EXERCISE REQUIREMENTS: Reproduce the rows starting at the line containing "Indicate the manor" and ending at the line containing "Target: overcast sky", both included, without any changes.

RECORD LIST:
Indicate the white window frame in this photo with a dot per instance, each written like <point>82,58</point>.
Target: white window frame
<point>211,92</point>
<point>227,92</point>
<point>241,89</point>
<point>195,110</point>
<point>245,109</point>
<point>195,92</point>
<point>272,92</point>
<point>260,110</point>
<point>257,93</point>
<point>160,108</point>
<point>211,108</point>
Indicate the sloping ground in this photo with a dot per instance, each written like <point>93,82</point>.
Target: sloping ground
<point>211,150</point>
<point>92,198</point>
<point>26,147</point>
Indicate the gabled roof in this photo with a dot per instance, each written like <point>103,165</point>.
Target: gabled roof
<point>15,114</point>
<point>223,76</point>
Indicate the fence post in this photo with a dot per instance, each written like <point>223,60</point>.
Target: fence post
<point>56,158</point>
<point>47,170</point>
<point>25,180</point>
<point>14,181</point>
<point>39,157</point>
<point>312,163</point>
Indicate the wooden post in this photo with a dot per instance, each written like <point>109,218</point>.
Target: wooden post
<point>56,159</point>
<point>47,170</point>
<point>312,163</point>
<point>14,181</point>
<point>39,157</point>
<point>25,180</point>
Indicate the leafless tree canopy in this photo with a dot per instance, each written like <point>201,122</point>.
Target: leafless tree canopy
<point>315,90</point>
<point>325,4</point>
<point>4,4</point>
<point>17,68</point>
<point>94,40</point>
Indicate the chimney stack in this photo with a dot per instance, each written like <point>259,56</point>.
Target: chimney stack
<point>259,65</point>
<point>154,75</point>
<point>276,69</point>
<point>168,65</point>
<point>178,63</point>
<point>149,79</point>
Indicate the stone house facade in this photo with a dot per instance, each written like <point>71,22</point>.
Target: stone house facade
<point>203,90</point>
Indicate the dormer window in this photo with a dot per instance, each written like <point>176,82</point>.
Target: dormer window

---

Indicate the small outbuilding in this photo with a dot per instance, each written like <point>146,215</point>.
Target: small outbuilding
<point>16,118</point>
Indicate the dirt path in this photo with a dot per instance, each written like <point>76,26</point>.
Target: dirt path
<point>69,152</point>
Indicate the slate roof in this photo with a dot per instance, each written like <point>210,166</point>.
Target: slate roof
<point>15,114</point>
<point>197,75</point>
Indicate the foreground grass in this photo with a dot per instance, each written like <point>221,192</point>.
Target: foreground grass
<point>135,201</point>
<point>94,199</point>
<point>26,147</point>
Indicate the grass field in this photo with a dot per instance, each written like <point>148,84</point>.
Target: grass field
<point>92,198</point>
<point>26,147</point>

...

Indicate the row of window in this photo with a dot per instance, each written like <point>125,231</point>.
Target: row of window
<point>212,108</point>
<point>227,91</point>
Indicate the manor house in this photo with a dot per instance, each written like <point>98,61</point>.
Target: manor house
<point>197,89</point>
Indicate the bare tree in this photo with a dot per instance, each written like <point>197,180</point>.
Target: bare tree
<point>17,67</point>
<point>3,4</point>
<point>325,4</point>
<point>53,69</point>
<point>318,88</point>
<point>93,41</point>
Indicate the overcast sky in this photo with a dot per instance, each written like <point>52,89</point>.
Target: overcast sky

SOLUTION BELOW:
Indicate the manor house in this photo with a dot per instance, each written like <point>98,61</point>.
Target: manor house
<point>197,89</point>
Indicate the bare tree in this photo with a dot per instance, each written like <point>197,180</point>.
Target: bare tree
<point>17,67</point>
<point>3,4</point>
<point>325,4</point>
<point>53,69</point>
<point>318,88</point>
<point>93,41</point>
Indicate the overcast sky in this photo with a dot per instance, each written like <point>52,89</point>.
Target: overcast sky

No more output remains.